YOUR TASKS
a – Answer these questions about the parasite text:
(i) What does Galina Lepesheva hope the results of her team's work might help develop?
(ii) Which insect passes on Chagas disease?
(iii) On how many continents is leishmaniasis prevalent?
b – Can you pick up the parasite text after its last sentence and write what comes next?

═════ TEXT PASSAGE ═════

Making Parasites Destruct Themselves

Photo: Trypanosoma forms in blood smear from patient

Author Galina Lepesheva says this information provides the first up-close look at the busy enzyme and shows how one compound in particular prevents it from conducting business as usual. "It is our hope that the results of our work might be helpful for the development of an effective treatment", said Lepesheva.

Lepesheva and her team have set their sights on the trypanosomatidae family of parasites, which causes a trio of horrifying diseases: Human African Trypanosomiasis is transferred by the biting tsetse fly in sub-Saharan Africa. Its victims suffer only flulike symptoms in the first phase of infection, but it often is not diagnosed till after the parasite has entered the central nervous system, causing mental deterioration, mood swings, coma and death. Chagas disease is passed on by the reduviid, or "kissing bug," named for its tendency to bite victims around the lips, in South and Central America. The parasite is the world's leading cause of heart disease. Leishmaniasis, a disease transferred by the biting female sandfly, is prevalent in four continents and comes in four varieties, all of which either disfigure or kill its hosts.

═════ THE DATA ═════

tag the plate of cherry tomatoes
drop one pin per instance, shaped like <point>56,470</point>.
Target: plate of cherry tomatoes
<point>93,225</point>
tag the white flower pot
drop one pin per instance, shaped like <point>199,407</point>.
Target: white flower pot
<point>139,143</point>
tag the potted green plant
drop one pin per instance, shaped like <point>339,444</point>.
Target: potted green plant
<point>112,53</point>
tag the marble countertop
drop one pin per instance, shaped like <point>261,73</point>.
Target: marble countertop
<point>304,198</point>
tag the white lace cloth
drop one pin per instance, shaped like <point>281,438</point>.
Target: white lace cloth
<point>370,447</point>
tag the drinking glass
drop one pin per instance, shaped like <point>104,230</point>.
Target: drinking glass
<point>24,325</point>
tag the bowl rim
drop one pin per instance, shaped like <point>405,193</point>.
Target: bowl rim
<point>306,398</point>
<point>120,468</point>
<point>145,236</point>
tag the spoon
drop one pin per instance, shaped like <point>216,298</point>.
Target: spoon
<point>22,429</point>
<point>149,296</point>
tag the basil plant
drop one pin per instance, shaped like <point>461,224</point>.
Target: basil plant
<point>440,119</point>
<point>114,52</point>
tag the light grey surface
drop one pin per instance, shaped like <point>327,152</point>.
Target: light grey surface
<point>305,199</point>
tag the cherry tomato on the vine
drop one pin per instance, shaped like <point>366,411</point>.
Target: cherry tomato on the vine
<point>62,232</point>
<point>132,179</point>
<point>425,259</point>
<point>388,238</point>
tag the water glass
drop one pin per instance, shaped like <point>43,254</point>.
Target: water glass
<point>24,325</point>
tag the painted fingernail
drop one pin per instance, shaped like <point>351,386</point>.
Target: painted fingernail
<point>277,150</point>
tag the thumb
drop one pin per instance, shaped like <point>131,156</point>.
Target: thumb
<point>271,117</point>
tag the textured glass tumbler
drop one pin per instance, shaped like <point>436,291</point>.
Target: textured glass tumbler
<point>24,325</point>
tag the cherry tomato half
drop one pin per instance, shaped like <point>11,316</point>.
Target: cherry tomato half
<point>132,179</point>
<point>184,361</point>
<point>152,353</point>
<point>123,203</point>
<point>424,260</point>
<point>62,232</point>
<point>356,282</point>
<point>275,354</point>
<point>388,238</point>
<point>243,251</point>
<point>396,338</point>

═════
═════ THE DATA ═════

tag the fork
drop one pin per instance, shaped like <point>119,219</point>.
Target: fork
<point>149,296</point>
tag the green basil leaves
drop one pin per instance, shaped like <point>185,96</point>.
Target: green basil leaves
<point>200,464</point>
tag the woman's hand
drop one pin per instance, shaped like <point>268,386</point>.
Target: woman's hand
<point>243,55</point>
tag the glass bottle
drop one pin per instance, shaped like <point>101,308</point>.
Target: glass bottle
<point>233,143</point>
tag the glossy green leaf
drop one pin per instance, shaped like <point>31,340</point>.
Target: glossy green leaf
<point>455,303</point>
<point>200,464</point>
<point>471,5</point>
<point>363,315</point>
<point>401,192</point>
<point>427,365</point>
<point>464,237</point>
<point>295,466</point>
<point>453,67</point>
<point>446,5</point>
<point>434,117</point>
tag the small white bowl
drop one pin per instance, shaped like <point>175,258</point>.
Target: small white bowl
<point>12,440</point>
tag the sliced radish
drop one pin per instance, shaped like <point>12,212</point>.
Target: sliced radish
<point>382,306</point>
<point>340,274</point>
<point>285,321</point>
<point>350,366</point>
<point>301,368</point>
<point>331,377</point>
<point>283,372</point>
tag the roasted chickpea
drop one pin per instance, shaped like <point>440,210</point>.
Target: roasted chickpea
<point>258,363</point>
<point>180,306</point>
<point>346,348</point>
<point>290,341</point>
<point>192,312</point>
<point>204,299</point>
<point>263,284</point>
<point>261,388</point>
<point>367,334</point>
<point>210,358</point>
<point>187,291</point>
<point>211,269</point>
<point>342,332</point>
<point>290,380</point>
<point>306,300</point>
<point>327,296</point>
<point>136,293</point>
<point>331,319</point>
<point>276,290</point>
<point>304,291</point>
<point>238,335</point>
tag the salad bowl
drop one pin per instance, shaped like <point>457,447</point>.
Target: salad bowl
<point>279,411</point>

═════

SET OF ANSWERS
a –
(i) An effective treatment.
(ii) The reduviid, or "kissing bug."
(iii) Four.

b –
Lepesheva and her team sought to damage the single-celled parasite's cellular membrane, knowing that if they could weaken that barrier, the regulation of the intercellular environment would be disrupted, and the parasite would die. "It has been known for some time that T. brucei, the parasite that causes sleeping sickness, consumes cholesterol in its human host's blood to shore up the cellular membrane, and researchers presumed there was no getting around that," Lepesheva said. "But we suspected the parasite, like plants and animals, still might need to make its own sterols for growth and development -- functional sterols – that could be targeted and inhibited."

The team chose to attack the parasite's enzyme known as 14DM. They picked 14DM because it has a counterpart in fungi, which cause athlete's foot and ringworm, and such fungal infections are commonly treated with drugs that prevent 14DM from making ergosterol, a sterol required for membrane synthesis. "We tested hundreds of compounds as potential 14DM inhibitors," Lepesheva said. The researchers found: one of them binds with the worker enzyme, a lot like a piece fits snugly into a jigsaw puzzle, and blocks the enzyme's ability to make the critical sterol.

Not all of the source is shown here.